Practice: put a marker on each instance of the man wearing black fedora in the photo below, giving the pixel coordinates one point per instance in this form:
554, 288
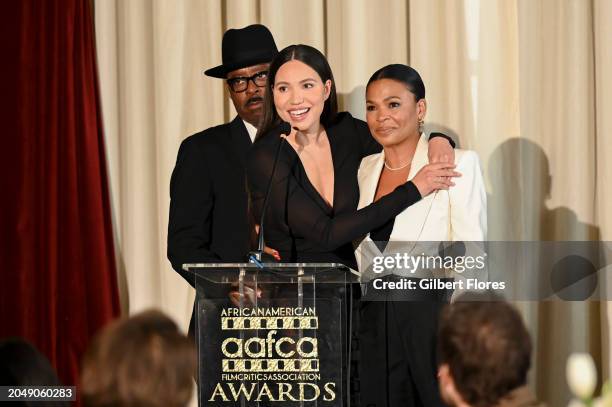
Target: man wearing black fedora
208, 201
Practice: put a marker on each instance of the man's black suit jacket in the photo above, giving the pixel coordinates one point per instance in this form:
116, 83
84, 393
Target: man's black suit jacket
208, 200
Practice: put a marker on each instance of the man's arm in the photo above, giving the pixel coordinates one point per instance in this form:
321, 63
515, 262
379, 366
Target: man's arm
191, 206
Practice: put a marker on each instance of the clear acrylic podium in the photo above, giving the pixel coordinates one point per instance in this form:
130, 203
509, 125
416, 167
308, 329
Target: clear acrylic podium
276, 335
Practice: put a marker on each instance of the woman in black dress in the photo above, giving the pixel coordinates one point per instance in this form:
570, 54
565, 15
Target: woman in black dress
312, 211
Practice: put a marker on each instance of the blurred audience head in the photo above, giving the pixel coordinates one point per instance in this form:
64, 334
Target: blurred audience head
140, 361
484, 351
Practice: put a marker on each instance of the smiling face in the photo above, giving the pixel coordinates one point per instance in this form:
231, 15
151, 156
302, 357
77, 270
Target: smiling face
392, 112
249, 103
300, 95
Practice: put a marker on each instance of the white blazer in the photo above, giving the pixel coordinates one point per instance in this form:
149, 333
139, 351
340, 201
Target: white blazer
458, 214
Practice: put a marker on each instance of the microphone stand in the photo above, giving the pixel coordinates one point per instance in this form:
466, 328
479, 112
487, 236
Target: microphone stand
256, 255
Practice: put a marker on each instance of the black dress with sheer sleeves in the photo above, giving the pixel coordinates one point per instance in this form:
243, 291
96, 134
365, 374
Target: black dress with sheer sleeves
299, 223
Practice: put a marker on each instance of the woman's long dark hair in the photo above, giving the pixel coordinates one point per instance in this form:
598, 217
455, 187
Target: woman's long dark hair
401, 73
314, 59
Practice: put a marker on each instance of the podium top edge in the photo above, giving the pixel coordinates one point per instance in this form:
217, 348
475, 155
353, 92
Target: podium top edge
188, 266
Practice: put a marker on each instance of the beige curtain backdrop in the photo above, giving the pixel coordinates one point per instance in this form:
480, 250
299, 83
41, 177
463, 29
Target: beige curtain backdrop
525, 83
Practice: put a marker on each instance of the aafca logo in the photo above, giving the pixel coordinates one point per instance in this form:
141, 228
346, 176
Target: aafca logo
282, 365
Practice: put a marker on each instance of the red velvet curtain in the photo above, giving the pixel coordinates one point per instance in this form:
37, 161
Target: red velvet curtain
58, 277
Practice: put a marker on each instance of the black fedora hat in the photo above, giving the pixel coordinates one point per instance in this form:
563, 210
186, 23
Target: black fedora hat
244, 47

....

**Do this**. Please extract exactly, and only, the lines from the line containing "Practice: put a marker on each instance of the white" through the last line of the records.

**Output of the task**.
Practice: put a marker on each instance of the white blazer in the photo above, giving the pixel coordinates one point per instance in this form:
149, 333
139, 351
340, 201
Target: white blazer
458, 214
Practice: put a marker on each instance of the microphone stand in the photo above, giving the pixel coordinates one point per instance in this form:
466, 328
479, 112
487, 236
Target: microphone stand
256, 255
Practice: put a marker on each instance of the black dress with sheer sleeves in the photo above, giving the pixel coordinates one point per instance in this form:
243, 291
96, 134
365, 374
Target: black dress with sheer sleeves
299, 223
Practice: put a marker on each instance of the woman's long dark hair in the photo above, giving the pixel coordinates one point per instance in this form:
598, 217
455, 187
Target: woman's long dark hair
401, 73
314, 59
Practice: put a marker on each instance of the podium top edge in the photo above, giving the pixel coordinates one point per instance in this form:
217, 348
475, 155
353, 92
Target: podium top edge
188, 266
Practice: put a marker on each instance of the beige curtain backdrop in the photo above, giving the pixel coordinates one point per instance in this form:
480, 250
299, 83
41, 177
463, 29
Target: beige curtain backdrop
525, 83
Practice: put a marker on each instance of the aafca logo in the photo above, giving the pixel coordinates one point per instance in this form:
141, 228
346, 176
Target: aafca logo
282, 365
Practice: put a marker on each instance of the red velvet curtain in the photo above, giving the pixel coordinates one point per instance in this form:
37, 161
Target: red velvet curtain
58, 277
Practice: put a marker on each instance of the black fedora hat in the photo above, giving the pixel coordinates one point per instance in this form:
563, 210
186, 23
Target: black fedora hat
244, 47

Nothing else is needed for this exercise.